▶ **EXCERPT TO READ**
[Start of Attachment]
# Never worked out before, how do I get started?



## I Lurk Life (Oct 9, 2013)

I've never worked out a day in my life. The only exercises I've ever done have been P.E. classes in middle/high school.

I'm completely clueless about health, fitness, and nutrition and I have no idea what I should do.

I want to be aesthetic like you guys. What should I do?


----------



## JH1983 (Nov 14, 2013)

You're asking a fairly complicated question. You're going to have to eventually do a lot of research on your own.

If gaining muscle is your goal you need to figure out how many calories you need a day to maintain your weight. Look up "basal metabolic rate" for a calculator which will give you an estimate on that. You'll need to fine-tune the numbers yourself with trial and error. You're going to want to start out eating a few hundred calories over this number and adjust as needed to keep gaining weight and muscle. You need to do some research about eating healthy and tracking macros.

Based on how much time you want to put into working out you need to decide on a routine and how many days a week you will exercise. Just make sure it consists mostly of heavy compound movements like deadlift, squat, bench press, pull ups, dips, rows, shoulder press, etc. Keep track of your progress and try to make continual progress. It wouldn't be a bad idea to incorporate some cardio in as well. Make sure you get plenty of rest and drink plenty of water.

Work on the basics for awhile and get comfortable with them, make some progress and if you decide you really want to get serious and get aesthetic, start looking into more advanced methods, more isolation exercises, better nutrition, cutting and bulking, different routines and all that. To start out though, you just need to be sure you are eating enough, doing simple, heavy compound movements and actively trying to make progress every week. There's no need for anything overly complex at first.


----------



## harrison (Apr 14, 2012)

^Wow - it sounds complicated. I didn't even have the enrgy to read that whole post. (no offence, I'm sure it was good though)
[End of Attachment]
▶ **EXERCISE**
Please copy the workout forum thread above between "# Never worked" and "should I do?", inclusive, switching "clueless" to "uninformed".

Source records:
[Start of Attachment]
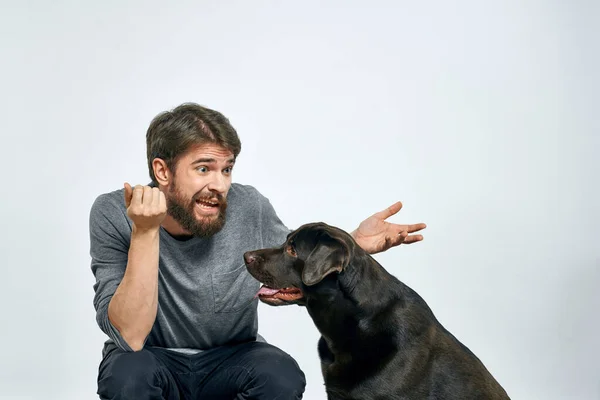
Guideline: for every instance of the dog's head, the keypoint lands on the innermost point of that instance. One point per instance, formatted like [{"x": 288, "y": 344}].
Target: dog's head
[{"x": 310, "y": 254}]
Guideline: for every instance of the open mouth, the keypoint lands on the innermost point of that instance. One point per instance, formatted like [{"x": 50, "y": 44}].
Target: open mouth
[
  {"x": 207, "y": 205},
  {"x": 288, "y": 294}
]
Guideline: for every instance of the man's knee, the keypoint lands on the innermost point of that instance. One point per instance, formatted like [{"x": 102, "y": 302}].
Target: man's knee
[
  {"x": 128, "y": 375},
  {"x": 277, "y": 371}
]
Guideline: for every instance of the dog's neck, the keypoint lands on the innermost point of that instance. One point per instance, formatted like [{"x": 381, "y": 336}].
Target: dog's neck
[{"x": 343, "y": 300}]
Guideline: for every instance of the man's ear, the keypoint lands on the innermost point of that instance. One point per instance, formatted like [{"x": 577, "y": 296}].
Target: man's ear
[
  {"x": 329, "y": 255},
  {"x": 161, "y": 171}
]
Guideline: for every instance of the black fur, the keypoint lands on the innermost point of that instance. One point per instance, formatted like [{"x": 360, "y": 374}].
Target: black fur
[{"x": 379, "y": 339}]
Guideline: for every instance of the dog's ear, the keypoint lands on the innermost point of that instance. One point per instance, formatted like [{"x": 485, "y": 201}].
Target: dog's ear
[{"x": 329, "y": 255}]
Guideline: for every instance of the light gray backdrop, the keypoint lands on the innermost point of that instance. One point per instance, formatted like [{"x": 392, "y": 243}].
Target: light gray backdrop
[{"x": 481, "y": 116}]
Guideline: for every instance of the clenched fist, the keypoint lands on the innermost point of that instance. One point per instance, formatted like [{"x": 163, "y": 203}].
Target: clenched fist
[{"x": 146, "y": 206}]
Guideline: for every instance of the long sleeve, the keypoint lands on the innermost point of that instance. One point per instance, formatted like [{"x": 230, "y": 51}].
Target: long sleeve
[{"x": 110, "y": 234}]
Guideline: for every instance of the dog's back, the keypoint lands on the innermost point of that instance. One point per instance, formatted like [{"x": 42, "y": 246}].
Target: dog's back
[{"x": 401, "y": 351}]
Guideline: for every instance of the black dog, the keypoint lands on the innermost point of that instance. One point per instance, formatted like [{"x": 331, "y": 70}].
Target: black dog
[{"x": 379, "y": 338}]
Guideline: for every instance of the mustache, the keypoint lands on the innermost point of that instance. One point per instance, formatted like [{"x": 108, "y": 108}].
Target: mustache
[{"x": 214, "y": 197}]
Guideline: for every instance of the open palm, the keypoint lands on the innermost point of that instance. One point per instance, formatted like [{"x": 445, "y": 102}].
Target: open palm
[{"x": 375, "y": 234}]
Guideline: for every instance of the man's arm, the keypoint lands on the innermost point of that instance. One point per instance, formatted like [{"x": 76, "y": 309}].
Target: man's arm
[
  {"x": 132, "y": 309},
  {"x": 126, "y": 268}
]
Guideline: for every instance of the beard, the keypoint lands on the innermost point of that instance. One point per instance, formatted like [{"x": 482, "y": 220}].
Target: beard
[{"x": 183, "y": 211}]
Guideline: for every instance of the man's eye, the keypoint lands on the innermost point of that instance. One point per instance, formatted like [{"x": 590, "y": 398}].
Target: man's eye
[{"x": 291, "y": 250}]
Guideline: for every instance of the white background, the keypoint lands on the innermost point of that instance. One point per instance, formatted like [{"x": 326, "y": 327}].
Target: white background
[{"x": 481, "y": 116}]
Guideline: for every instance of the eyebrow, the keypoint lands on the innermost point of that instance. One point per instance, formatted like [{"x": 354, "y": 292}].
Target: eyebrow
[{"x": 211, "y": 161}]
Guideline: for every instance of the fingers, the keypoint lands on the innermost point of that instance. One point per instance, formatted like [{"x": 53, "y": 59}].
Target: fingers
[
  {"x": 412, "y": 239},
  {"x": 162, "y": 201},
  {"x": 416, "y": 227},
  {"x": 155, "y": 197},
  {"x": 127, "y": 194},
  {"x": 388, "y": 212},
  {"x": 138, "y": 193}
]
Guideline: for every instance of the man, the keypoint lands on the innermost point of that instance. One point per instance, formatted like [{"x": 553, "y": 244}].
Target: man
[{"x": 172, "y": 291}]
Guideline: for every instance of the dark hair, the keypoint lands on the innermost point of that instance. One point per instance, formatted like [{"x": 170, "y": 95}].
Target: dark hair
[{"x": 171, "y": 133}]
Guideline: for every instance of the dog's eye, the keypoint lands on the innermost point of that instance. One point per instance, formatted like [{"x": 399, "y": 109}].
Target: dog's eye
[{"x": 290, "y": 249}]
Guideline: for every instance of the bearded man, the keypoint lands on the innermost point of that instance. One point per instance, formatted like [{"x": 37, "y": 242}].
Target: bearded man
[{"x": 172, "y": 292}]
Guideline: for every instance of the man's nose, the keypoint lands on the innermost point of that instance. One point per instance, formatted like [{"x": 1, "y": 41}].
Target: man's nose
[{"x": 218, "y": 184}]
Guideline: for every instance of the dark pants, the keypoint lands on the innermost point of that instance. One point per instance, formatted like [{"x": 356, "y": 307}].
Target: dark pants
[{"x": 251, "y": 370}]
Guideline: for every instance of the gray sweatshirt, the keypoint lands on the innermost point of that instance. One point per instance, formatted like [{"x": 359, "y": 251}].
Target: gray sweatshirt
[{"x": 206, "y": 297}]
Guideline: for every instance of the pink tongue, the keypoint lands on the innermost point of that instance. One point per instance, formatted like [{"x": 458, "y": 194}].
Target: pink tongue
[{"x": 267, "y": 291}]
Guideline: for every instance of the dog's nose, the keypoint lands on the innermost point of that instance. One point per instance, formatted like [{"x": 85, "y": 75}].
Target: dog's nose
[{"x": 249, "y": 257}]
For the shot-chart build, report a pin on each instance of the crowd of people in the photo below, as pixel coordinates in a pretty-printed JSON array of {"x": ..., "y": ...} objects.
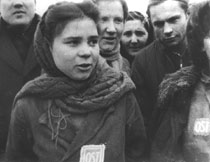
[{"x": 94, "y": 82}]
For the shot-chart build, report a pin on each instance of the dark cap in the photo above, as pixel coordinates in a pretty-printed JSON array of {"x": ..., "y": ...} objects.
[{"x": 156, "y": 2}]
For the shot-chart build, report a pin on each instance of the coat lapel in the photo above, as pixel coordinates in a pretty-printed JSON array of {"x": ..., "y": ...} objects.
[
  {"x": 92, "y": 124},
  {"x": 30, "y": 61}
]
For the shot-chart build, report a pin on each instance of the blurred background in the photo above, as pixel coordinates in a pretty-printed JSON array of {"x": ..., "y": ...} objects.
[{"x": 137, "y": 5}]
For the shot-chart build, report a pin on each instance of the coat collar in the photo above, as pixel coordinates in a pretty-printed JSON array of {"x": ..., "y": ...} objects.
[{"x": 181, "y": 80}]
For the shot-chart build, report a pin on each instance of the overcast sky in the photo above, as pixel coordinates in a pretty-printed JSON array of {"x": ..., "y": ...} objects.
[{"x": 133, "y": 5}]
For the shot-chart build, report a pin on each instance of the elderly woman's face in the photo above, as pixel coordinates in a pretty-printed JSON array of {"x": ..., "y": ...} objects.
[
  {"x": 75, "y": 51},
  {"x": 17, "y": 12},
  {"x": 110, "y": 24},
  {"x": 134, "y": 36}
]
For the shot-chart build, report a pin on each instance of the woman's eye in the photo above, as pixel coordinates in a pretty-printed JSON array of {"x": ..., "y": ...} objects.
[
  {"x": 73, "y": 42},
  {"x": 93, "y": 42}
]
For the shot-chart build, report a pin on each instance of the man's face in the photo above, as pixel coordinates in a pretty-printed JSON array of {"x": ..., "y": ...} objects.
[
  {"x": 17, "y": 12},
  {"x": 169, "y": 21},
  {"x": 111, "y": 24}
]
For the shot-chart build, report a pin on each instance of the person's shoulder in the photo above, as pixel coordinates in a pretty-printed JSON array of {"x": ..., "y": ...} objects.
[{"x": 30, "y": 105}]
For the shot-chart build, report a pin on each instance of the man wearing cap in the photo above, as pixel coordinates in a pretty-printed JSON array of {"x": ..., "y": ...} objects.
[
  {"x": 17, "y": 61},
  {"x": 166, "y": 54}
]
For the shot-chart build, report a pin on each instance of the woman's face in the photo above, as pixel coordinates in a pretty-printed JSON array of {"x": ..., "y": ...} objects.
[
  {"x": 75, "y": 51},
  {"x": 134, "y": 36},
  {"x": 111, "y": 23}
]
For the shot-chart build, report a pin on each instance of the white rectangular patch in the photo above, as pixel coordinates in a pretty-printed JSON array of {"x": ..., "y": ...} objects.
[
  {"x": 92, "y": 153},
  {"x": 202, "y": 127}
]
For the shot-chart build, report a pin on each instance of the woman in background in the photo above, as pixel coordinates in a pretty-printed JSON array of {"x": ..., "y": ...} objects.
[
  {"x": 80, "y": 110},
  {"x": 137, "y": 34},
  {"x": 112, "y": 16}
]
[End of Attachment]
▶ **ANSWER BELOW**
# Never worked out before, how do I get started?



## I Lurk Life (Oct 9, 2013)

I've never worked out a day in my life. The only exercises I've ever done have been P.E. classes in middle/high school.

I'm completely uninformed about health, fitness, and nutrition and I have no idea what I should do.

I want to be aesthetic like you guys. What should I do?